# Extract to read

----------

From Casetext: Smarter Legal Research

United States v. Tillman

United States District Court, D. South Carolina, Aiken Division
May 3, 2023
Criminal Action 1:07-1250-MGL-1 (D.S.C. May. 3, 2023)

Opinion

Criminal Action 1:07-1250-MGL-1

05-03-2023

UNITED STATES OF AMERICA, v. ANDRE JAMAL TILLMAN, Defendant.


MEMORANDUM OPINION AND ORDER DENYING DEFENDANT'S BOOKER MOTION AND MOTION FOR COMPASSIONATE RELEASE

MARY GEIGER LEWIS, UNITED STATES DISTRICT JUDGE.

I. INTRODUCTION

Pending before the Court is Defendant Andre Jamal Tillman's (Tillman) motion for a downward variance under United States v. Booker, 543 U.S. 220 (2005) (Booker motion) and motion for compassionate release. He is representing himself. Having carefully considered the motions, the response, the reply, the record, and the applicable law, it is the judgment of the Court the motions will be denied.

II. FACTUAL AND PROCEDURAL HISTORY

In 2009, Tillman pled guilty, pursuant to a plea agreement, to using and carrying a firearm during and in relation to, and possession of a firearm in furtherance of, a drug trafficking crime, in violation of 18 U.S.C. § 924(c)(1)(A) (Section 924(c) offense).

At sentencing, Judge Seymour designated Tillman a career offender and sentenced him to the low end of the resultant guideline range of 262 to 327 months. She also dismissed his other counts: conspiracy to possess with intent to distribute crack cocaine and marijuana in violation of 21 U.S.C. §§ 841(a)(1), (b)(1)(A), (b)(1)(C), and (b)(1)(D), and 846 (crack cocaine conspiracy charge); possession with intent to distribute cocaine and marijuana in violation of 21 U.S.C. § 841(a)(1), (b)(1)(C), and (b)(1)(D) (collectively, drug charges); and felon in possession of a firearm in violation of 18 U.S.C. §§ 922(g)(1) and 924(a)(2) and (e).

----------

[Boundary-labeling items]
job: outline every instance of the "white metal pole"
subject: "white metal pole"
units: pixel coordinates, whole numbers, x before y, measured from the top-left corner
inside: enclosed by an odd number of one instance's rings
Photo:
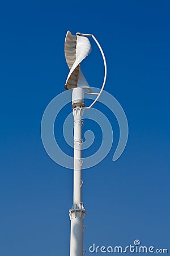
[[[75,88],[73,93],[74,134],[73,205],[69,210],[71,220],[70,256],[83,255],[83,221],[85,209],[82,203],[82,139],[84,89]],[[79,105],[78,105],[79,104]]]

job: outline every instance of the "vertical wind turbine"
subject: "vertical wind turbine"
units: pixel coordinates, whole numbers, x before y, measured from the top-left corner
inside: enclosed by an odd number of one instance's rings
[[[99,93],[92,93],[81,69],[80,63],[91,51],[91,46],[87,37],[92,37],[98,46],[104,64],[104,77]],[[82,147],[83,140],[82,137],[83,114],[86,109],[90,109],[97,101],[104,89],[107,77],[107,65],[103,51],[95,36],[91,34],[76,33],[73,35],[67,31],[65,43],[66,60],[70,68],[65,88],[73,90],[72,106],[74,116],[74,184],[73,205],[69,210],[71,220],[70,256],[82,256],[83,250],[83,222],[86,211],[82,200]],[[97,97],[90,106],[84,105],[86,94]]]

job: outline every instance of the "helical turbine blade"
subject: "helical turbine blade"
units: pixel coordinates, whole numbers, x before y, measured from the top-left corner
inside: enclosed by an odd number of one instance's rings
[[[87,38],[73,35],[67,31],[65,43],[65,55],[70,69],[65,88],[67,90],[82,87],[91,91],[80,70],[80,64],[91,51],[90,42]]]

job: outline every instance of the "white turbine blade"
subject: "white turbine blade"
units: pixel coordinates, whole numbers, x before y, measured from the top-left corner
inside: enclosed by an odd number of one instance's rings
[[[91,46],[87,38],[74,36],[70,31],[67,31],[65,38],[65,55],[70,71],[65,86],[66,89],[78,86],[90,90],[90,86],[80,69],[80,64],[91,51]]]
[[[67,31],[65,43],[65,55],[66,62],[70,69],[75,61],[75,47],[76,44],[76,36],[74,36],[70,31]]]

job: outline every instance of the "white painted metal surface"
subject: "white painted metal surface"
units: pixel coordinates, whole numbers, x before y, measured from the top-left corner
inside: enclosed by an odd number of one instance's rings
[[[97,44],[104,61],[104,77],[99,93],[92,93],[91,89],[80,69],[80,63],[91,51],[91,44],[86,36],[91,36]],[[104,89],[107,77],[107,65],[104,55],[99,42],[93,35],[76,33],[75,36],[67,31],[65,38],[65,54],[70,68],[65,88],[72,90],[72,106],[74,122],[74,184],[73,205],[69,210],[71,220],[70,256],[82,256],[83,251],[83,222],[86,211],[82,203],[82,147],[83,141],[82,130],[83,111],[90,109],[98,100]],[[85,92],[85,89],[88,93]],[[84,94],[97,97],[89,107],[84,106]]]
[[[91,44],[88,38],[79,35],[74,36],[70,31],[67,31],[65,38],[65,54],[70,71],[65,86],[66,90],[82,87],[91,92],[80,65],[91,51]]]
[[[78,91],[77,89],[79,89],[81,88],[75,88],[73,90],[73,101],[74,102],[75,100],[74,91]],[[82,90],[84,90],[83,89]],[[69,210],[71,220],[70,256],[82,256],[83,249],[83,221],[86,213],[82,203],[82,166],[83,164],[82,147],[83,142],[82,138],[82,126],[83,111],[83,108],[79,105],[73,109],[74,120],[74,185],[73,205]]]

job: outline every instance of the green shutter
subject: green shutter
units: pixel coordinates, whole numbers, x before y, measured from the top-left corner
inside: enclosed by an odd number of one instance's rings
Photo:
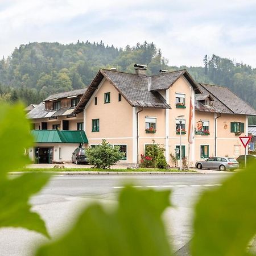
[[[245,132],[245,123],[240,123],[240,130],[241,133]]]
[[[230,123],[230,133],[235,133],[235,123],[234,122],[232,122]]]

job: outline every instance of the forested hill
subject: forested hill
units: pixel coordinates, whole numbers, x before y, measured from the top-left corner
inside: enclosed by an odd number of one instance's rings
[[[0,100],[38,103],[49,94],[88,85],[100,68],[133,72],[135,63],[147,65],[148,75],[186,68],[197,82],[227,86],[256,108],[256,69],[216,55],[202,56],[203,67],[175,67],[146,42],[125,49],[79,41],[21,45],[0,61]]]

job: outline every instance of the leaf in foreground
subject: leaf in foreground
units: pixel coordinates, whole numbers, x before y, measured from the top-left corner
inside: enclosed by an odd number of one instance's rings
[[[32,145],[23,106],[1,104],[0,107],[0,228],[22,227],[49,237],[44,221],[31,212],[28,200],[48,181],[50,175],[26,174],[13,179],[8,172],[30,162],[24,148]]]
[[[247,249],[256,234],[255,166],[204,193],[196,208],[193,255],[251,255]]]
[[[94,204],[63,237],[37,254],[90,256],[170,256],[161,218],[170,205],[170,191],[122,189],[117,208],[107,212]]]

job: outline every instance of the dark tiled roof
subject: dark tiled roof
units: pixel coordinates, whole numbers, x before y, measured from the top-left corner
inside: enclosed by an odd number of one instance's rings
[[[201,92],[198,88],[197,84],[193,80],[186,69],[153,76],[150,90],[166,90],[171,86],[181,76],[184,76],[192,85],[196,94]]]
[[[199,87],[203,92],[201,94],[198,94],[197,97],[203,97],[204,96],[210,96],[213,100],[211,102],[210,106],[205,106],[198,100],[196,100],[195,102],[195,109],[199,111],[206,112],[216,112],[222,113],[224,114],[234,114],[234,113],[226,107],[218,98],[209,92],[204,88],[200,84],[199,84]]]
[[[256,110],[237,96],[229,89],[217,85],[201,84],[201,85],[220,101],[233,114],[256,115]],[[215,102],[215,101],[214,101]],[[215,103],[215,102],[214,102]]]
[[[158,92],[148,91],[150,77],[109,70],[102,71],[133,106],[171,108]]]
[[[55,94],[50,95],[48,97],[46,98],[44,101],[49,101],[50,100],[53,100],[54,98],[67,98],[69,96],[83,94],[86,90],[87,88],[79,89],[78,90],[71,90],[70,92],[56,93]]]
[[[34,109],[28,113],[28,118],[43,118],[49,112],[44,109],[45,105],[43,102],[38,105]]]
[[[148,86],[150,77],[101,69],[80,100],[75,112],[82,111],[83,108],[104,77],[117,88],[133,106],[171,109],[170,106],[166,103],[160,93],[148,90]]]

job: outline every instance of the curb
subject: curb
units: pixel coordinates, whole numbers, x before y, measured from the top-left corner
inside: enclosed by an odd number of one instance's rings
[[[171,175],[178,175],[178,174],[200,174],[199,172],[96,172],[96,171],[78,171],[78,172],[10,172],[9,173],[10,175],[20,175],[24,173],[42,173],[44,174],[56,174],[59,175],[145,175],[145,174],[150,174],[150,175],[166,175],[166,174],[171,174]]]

----------

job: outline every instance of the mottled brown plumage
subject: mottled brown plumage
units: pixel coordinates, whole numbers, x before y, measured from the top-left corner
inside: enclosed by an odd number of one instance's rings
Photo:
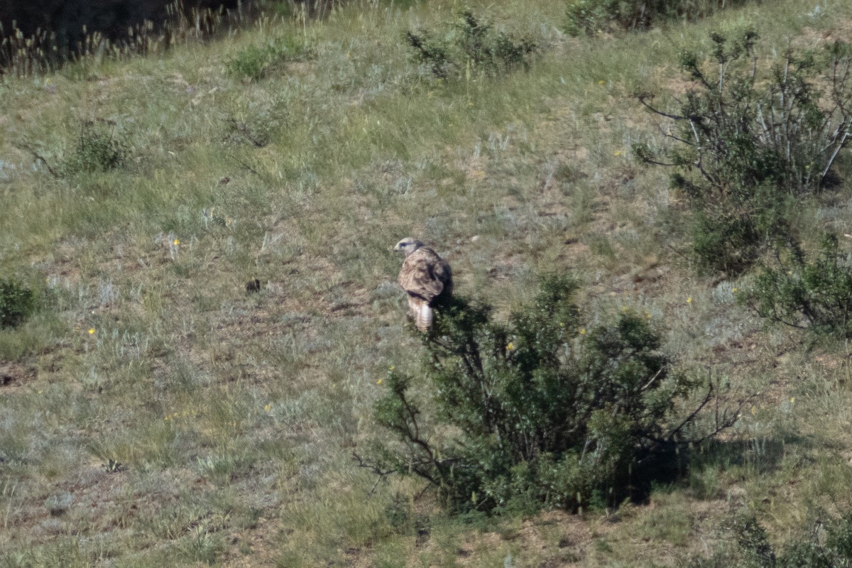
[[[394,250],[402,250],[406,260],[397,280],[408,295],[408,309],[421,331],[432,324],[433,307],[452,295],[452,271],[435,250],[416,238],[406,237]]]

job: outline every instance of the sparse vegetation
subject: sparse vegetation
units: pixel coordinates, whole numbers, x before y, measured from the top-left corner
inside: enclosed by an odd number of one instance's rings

----------

# Required task 1
Quote the court opinion from "MEMORANDUM OPINION AND" to "(Section 924(c) offense).".
# Required task 2
Extend the court opinion beyond the final sentence shown.

# Written reply 1
MEMORANDUM OPINION AND ORDER DENYING DEFENDANT'S BOOKER MOTION AND MOTION FOR COMPASSIONATE RELEASE

MARY GEIGER LEWIS, UNITED STATES DISTRICT JUDGE.

I. INTRODUCTION

Pending before the Court is Defendant Andre Jamal Tillman's (Tillman) motion for a downward variance under United States v. Booker, 543 U.S. 220 (2005) (Booker motion) and motion for compassionate release. He is representing himself. Having carefully considered the motions, the response, the reply, the record, and the applicable law, it is the judgment of the Court the motions will be denied.

II. FACTUAL AND PROCEDURAL HISTORY

In 2009, Tillman pled guilty, pursuant to a plea agreement, to using and carrying a firearm during and in relation to, and possession of a firearm in furtherance of, a drug trafficking crime, in violation of 18 U.S.C. § 924(c)(1)(A) (Section 924(c) offense).

# Written reply 2
Tillman currently has a projected release date of November 17, 2027. He claims that he has had only one disciplinary infraction during his nearly fifteen years of incarceration. He provides evidence he has engaged in rehabilitative programming at the Bureau of Prisons (BOP), including business etiquette, welding, and drug education classes.

Tillman previously filed a First Step Act motion, which Judge Seymour denied because the Fair Sentencing Act of 2010, Pub. L. No. 111-220, 124 Stat. 2372, which was made retroactive by the First Step Act of 2018, Pub. L. No. 115-391, 132 Stat. 5194, failed to change the statutory penalties for Section 924(c) offenses.

Tillman filed his Booker motion. Subsequently, he filed his motion for compassionate release, which also reiterates the arguments made in his previously-denied First Step Act motion.

The Clerk's Office reassigned this case to the undersigned judge, who provided Tillman an opportunity to submit evidence that he had exhausted his administrative remedies. Tillman did so. The government then filed a single response to both Tillman's motions. Tillman replied as to his compassionate release motion. The Court, having been fully briefed on the relevant issues, will now adjudicate the motions.

III. BOOKER MOTION

Tillman argues the Court should grant a variance under Booker because his guideline range over-represented his criminal history. The government counters that Booker had been in effect for four years at the time of Tillman's sentencing, and Judge Seymour considered its requirements.

Under Booker, the Supreme Court held that the United States Sentencing Guidelines were merely advisory-a starting place-and that courts must impose a sentence that is “sufficient, but not greater than necessary” to achieve the purposes of sentencing. 543 U.S. at 264, 268 (quoting 18 U.S.C. § 3553(a)). In other words, Booker allows courts to impose variant sentences.

Booker was decided on January 12, 2005, and Judge Seymour sentenced Tillman on May 29, 2009. In fact, Tillman's presentence investigation report (PSR) devoted two paragraphs to Booker, explaining that Judge Seymour must consider the 3553(a) factors of sentencing in addition to the guideline range.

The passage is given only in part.